**PROBLEM STATEMENT**
Go through the material below and return each line with the string "spot" in it.

**RECORD EXTRACTS**
========================
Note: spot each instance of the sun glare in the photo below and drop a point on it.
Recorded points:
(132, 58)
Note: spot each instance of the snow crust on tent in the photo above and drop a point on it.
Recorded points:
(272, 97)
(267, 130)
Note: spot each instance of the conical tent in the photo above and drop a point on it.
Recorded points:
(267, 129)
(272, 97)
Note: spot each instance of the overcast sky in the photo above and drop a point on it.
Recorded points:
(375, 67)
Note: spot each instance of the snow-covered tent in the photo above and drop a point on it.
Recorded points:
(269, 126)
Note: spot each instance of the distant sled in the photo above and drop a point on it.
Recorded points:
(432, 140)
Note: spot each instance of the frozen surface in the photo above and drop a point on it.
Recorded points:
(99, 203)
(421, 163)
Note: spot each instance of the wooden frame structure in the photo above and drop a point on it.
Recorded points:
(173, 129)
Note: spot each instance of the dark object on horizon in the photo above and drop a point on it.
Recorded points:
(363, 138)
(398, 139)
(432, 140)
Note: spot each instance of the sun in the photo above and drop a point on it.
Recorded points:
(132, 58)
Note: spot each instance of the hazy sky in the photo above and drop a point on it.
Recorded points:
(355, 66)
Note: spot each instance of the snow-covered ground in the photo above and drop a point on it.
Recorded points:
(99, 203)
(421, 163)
========================
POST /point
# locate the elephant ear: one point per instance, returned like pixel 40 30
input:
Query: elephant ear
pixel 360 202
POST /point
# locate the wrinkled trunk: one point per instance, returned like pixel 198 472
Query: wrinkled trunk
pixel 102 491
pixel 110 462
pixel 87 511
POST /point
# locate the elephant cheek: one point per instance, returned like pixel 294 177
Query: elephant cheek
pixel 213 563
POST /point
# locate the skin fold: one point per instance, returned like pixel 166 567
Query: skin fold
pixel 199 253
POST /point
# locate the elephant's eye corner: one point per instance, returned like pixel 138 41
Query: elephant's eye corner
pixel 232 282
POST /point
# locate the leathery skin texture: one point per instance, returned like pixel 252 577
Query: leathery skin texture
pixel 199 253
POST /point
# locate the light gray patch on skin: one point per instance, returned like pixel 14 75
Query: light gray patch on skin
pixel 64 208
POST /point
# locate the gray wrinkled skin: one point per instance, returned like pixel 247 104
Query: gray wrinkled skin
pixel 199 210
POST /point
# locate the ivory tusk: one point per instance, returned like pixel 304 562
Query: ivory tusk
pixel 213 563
========================
**OUTPUT FOR THIS EXERCISE**
Note: spot each instance of the sun glare in the photo below and drop a point on it.
Note: spot each instance of the snow crust on tent in the photo above and drop a point on it.
Note: spot each instance of the conical tent in the photo above and drop a point on it.
Note: spot each instance of the overcast sky in the photo above and drop a point on it.
Note: spot each instance of the snow-covered tent in the photo above and drop a point on it.
Note: spot each instance of the distant sled in the photo above and drop a point on it.
Note: spot each instance of the frozen surface in the photo above and drop a point on it.
Note: spot each instance of the wooden frame structure in the photo above and drop a point on it.
Note: spot each instance of the dark object on horizon in the photo above and drop a point on it.
Note: spot each instance of the sun in the photo above and drop a point on it.
Note: spot each instance of the hazy sky in the photo above and drop a point on it.
Note: spot each instance of the snow-covered ground in the photo above and drop a point on it.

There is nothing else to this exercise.